• _THE PROBLEM_: Please output the entries below from the line that contains "Thank you for the photo. Could you tag the red" through the final line, reproduced exactly and alone.

Collection entries
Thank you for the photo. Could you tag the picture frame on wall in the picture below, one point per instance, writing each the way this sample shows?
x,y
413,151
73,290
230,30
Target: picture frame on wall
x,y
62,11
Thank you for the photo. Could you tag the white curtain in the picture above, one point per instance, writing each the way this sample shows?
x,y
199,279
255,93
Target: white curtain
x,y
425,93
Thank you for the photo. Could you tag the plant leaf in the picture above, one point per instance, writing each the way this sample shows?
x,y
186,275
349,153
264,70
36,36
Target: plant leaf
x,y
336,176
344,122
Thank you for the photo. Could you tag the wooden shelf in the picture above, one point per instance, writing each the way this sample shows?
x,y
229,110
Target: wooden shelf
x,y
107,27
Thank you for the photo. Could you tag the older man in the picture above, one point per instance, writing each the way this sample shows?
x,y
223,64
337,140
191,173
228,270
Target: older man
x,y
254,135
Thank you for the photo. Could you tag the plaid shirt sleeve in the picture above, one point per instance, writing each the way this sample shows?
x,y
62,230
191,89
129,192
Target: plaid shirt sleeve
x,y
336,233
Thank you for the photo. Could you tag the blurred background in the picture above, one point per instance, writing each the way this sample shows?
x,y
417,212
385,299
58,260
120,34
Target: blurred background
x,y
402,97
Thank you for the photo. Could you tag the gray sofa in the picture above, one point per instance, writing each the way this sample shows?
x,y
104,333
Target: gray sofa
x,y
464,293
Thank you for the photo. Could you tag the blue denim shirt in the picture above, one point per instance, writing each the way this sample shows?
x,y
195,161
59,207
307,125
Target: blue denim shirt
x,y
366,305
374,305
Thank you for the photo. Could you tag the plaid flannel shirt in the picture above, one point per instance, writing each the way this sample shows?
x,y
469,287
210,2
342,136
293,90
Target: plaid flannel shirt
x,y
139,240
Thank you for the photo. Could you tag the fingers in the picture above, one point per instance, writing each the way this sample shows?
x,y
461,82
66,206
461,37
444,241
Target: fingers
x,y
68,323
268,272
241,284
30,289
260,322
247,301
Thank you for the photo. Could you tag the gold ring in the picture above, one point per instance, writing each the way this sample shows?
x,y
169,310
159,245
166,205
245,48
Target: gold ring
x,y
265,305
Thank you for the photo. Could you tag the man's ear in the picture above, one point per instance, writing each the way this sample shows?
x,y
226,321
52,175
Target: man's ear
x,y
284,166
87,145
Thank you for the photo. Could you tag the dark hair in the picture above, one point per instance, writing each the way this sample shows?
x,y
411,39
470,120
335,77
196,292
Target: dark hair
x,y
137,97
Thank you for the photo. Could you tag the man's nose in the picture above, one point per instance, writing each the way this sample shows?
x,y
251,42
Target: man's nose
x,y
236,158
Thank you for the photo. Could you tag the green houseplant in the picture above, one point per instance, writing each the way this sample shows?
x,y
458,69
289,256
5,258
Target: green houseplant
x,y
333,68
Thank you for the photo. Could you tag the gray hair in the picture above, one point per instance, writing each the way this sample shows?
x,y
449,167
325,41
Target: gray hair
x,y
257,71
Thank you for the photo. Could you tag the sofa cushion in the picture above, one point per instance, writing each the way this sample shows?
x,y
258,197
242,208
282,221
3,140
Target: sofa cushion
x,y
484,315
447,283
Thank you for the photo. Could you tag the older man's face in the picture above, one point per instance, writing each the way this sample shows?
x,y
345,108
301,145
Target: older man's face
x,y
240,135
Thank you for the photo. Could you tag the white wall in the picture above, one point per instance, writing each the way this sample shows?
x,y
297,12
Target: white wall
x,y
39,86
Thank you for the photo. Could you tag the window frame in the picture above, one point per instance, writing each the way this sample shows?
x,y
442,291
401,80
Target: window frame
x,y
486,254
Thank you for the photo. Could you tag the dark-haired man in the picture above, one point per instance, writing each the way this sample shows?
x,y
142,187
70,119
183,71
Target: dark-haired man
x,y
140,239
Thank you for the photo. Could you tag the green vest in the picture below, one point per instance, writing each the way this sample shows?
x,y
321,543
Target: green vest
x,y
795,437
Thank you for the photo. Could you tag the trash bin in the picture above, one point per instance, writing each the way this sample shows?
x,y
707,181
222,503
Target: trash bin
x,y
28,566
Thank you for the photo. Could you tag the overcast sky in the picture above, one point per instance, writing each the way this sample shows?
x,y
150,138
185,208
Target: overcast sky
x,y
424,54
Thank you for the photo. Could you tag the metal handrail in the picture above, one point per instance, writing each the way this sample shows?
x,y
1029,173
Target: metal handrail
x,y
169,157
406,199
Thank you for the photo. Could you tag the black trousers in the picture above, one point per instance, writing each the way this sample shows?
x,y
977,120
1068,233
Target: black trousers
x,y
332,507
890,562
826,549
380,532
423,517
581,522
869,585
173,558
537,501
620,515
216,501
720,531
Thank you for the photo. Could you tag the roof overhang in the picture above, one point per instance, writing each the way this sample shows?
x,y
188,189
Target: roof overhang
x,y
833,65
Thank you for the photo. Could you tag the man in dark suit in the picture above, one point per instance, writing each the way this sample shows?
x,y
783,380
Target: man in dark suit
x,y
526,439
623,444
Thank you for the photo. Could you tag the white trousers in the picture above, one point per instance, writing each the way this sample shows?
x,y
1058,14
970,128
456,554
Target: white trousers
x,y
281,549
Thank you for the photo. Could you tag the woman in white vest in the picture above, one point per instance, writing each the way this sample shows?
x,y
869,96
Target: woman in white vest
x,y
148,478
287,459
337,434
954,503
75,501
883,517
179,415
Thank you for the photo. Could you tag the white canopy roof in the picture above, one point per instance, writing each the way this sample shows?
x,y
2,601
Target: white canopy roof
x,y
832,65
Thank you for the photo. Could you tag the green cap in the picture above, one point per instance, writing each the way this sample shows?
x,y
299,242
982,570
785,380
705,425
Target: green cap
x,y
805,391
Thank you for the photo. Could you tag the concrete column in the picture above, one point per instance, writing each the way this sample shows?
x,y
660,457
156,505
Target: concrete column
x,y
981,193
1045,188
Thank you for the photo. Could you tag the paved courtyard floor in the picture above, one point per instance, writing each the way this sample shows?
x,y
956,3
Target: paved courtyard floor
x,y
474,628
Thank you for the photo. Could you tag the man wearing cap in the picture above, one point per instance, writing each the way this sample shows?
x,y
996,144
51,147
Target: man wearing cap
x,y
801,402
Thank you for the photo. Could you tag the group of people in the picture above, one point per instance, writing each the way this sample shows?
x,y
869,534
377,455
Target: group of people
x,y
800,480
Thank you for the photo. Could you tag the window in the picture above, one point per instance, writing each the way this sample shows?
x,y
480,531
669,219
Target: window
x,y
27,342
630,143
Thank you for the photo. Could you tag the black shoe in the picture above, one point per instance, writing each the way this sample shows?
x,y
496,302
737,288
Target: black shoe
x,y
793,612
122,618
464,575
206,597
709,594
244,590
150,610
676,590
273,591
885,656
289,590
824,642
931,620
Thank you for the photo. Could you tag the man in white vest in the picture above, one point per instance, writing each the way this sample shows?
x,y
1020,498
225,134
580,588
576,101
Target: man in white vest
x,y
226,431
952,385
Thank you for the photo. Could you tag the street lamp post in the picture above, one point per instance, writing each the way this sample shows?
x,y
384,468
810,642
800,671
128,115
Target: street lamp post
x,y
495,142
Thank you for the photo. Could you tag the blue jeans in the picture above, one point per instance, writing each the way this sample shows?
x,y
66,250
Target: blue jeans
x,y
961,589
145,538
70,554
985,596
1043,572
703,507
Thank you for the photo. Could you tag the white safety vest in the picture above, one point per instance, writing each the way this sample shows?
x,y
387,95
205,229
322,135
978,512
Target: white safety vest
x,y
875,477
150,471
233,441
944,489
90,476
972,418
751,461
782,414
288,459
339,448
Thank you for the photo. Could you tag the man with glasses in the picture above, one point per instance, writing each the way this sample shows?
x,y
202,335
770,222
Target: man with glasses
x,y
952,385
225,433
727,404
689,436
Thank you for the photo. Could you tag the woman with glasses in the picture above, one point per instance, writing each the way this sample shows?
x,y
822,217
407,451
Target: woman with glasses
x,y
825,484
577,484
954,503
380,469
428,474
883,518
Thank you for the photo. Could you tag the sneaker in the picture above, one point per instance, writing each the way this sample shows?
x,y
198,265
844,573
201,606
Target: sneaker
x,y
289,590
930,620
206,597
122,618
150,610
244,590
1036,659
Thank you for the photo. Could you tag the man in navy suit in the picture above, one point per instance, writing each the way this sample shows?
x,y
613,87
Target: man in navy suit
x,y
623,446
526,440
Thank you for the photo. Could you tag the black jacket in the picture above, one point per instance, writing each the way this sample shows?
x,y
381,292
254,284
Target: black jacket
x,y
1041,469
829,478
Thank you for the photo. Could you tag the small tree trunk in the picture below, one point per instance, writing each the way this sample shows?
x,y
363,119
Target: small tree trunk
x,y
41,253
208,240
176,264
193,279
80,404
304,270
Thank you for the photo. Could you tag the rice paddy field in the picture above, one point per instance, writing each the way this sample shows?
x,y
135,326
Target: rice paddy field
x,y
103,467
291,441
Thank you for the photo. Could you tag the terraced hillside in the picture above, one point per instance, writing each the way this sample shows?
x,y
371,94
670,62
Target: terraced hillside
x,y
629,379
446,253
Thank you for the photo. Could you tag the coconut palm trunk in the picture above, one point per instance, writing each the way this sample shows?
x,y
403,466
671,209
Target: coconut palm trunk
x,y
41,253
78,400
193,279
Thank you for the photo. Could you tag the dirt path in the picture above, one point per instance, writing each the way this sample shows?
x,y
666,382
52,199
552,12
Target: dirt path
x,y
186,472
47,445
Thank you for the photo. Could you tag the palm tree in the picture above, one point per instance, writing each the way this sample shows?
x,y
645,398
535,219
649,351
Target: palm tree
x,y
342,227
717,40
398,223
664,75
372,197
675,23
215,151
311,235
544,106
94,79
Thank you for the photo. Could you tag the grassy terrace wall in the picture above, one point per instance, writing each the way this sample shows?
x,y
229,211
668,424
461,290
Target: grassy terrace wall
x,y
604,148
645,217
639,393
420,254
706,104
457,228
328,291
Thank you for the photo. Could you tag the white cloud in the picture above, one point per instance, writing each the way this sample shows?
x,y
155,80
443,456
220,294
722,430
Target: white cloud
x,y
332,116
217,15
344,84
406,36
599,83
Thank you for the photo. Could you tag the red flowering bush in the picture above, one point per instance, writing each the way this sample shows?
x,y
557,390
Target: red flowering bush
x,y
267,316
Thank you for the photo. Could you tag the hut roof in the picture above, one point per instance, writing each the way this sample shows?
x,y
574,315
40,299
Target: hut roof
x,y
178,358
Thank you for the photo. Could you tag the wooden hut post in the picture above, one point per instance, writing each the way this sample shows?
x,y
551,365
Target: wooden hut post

• _EXPECTED ANSWER_:
Thank you for the photo. Could you tag the red flowering bush in the picture above, one point per instance, writing each the way this sample shows?
x,y
557,390
Target: red flowering bush
x,y
267,316
Thank you for the photo. Could you tag the hut roof in the picture above, one point per instance, writing each the way this sample shows?
x,y
574,315
40,299
Target: hut roof
x,y
178,358
Thank you for the photo. Could you tag the wooden hut post in the picture above, one point per instance, writing each the way this sample shows?
x,y
551,365
Target: wooden hut post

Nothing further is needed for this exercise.